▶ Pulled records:

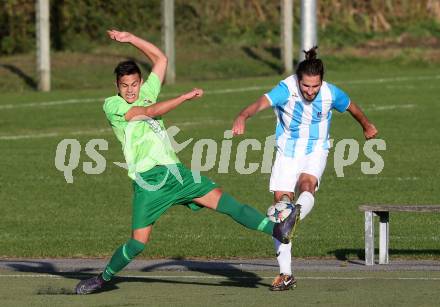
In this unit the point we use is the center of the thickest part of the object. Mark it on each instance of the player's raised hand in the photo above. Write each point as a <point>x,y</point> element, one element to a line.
<point>239,125</point>
<point>123,37</point>
<point>370,131</point>
<point>194,94</point>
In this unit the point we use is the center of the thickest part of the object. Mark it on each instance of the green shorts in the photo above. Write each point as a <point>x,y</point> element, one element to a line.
<point>158,189</point>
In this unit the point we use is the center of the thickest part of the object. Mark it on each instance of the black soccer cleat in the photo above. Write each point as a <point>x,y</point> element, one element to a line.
<point>284,230</point>
<point>283,282</point>
<point>90,285</point>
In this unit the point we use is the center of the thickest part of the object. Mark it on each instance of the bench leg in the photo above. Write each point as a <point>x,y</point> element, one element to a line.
<point>369,238</point>
<point>383,237</point>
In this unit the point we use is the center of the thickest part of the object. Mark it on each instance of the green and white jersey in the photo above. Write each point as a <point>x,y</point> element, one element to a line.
<point>145,143</point>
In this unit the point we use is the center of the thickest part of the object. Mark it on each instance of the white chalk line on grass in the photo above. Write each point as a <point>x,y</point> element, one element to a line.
<point>220,277</point>
<point>220,91</point>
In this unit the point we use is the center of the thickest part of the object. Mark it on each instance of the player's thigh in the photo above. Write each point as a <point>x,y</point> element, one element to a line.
<point>312,169</point>
<point>285,173</point>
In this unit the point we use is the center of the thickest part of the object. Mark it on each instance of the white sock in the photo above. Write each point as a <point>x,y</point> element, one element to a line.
<point>284,256</point>
<point>306,200</point>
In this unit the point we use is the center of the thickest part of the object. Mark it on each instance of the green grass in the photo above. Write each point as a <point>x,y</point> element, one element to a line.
<point>43,216</point>
<point>228,289</point>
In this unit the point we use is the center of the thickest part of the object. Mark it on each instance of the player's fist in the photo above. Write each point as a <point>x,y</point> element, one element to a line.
<point>370,131</point>
<point>123,37</point>
<point>195,93</point>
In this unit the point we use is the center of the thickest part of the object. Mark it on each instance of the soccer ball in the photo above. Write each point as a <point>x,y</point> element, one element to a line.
<point>279,212</point>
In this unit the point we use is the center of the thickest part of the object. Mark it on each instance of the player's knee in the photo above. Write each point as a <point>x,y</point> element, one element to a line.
<point>134,248</point>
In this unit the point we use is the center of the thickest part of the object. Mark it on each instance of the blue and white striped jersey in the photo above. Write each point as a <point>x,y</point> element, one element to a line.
<point>303,126</point>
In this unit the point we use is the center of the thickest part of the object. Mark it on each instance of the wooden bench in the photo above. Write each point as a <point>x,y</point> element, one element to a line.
<point>383,211</point>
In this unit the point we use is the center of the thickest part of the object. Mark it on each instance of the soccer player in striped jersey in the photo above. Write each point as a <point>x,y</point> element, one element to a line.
<point>303,105</point>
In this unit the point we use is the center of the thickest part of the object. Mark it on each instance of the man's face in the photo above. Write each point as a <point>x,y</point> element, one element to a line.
<point>129,87</point>
<point>310,86</point>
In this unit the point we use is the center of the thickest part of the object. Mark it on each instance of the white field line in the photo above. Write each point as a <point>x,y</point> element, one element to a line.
<point>221,91</point>
<point>223,277</point>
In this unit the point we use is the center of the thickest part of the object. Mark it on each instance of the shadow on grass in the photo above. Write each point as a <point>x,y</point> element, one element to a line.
<point>347,253</point>
<point>17,71</point>
<point>254,55</point>
<point>233,277</point>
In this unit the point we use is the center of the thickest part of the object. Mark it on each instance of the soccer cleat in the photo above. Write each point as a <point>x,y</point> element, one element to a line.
<point>90,285</point>
<point>284,230</point>
<point>283,282</point>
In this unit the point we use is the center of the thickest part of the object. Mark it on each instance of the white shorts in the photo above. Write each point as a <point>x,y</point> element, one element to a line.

▶ WHAT IS BEING ASKED: Put the lines above into a Markdown table with the columns "Row" and "Line", numbering each row and skipping any blank lines. Leave the pictures out.

▶ TASK RESPONSE:
| Row | Line |
|---|---|
| 1 | In this unit the point we use is the center of the thickest part of the object. Mark it on each instance of the player's raised hand in the photo above. Write each point as a <point>x,y</point> element, one element to a line. |
| 2 | <point>239,125</point> |
| 3 | <point>123,37</point> |
| 4 | <point>370,131</point> |
| 5 | <point>194,94</point> |
| 6 | In this unit the point we use is the center of the thickest part of the object. Mark it on each instance of the green shorts in the photo above. Write each point as a <point>x,y</point> element, one element to a line. |
| 7 | <point>158,189</point> |
| 8 | In this unit the point we use is the center of the thickest part of the object. Mark it on each instance of the black soccer cleat in the photo above. Write each point as a <point>x,y</point> element, one element to a line. |
| 9 | <point>284,230</point> |
| 10 | <point>283,282</point> |
| 11 | <point>90,285</point> |
| 12 | In this unit the point we use is the center of the thickest part of the object. Mark it on each instance of the bench leg in the photo above. Write each point as a <point>x,y</point> element, one element to a line. |
| 13 | <point>369,238</point> |
| 14 | <point>383,237</point> |
| 15 | In this unit the point we use is the center of the thickest part of the object. Mark it on each instance of the green and white jersey in the photo above. Write each point as a <point>x,y</point> element, one element to a line. |
| 16 | <point>145,143</point> |
| 17 | In this unit the point we use is the center of the thickest part of the object. Mark it on each instance of the white chalk line on grass in the photo above. Write each point as a <point>x,y</point> element, one element to a line. |
| 18 | <point>220,277</point> |
| 19 | <point>220,91</point> |
| 20 | In this unit the point we use is the center of the thickest part of the object. Mark it on each instance of the player's thigh in the photo above. Write each point as a <point>x,y</point> element, one element to a line. |
| 21 | <point>312,169</point> |
| 22 | <point>285,173</point> |
| 23 | In this unit the point we use is the center of the thickest part of the object. Mark it on each instance of the white sock in the photo above. Write each point as a <point>x,y</point> element, one element to a line. |
| 24 | <point>284,256</point> |
| 25 | <point>306,200</point> |
| 26 | In this unit the point we use is the center of the thickest part of the object. Mark it on each instance of the green grass in the photo above. Write each point as a <point>x,y</point> element, one element to a line. |
| 27 | <point>43,216</point> |
| 28 | <point>228,289</point> |
| 29 | In this unit the point we use is the center of the thickest part of the object. Mark it on each instance of the player's fist in the photo above. Write each point as a <point>x,y</point> element, one element to a line. |
| 30 | <point>370,131</point> |
| 31 | <point>123,37</point> |
| 32 | <point>195,93</point> |
| 33 | In this unit the point we use is the center of the thickest part of the object. Mark it on each instance of the soccer ball in the photo above. Write each point as a <point>x,y</point> element, one element to a line. |
| 34 | <point>279,212</point> |
| 35 | In this unit the point we use is the center of the thickest part of the object. Mark it on each instance of the player's knee in the photo above. Write each point as a <point>x,y</point> element, one element to a line. |
| 36 | <point>134,248</point> |
| 37 | In this unit the point we use is the center of the thickest part of the object. Mark it on each instance of the blue and white striped jersey in the photo above. Write each point as a <point>x,y</point> element, one element to a line. |
| 38 | <point>303,126</point> |
| 39 | In this unit the point we use is the center of the thickest part of the object. Mark it on each instance of the wooden bench in the photo above. Write each point as a <point>x,y</point> element, one element to a line. |
| 40 | <point>383,211</point> |
| 41 | In this unit the point we use is the center of the thickest part of the object. Mark it on each instance of the soccer player in striped jersey in the photo above. Write each point as a <point>x,y</point> element, one element to a line. |
| 42 | <point>303,105</point> |
| 43 | In this unit the point we use is the center of the thickest part of the object. Mark it on each instance of the man's face in the photo above. Write each point as a <point>x,y</point> element, one element to a line. |
| 44 | <point>129,87</point> |
| 45 | <point>310,86</point> |
| 46 | In this unit the point we use is the center of the thickest part of the object. Mark it on each instance of the white field line in the photo above. Write each point as a <point>x,y</point> element, one element to a line. |
| 47 | <point>221,91</point> |
| 48 | <point>223,277</point> |
| 49 | In this unit the point we use is the center of the thickest part of the object. Mark it on each instance of the shadow on grass in the photo above. Write each point as a <point>x,y</point> element, one element to a line. |
| 50 | <point>347,253</point> |
| 51 | <point>17,71</point> |
| 52 | <point>254,55</point> |
| 53 | <point>233,277</point> |
| 54 | In this unit the point we use is the center of the thickest part of the object. Mark it on each instance of the soccer cleat in the photo above. Write each point as a <point>x,y</point> element, one element to a line. |
| 55 | <point>90,285</point> |
| 56 | <point>284,230</point> |
| 57 | <point>283,282</point> |
| 58 | In this unit the point we use is the center of the thickest part of the object. Mark it on each instance of the white shorts in the photo above. Write each point as a <point>x,y</point> element, one element to a line. |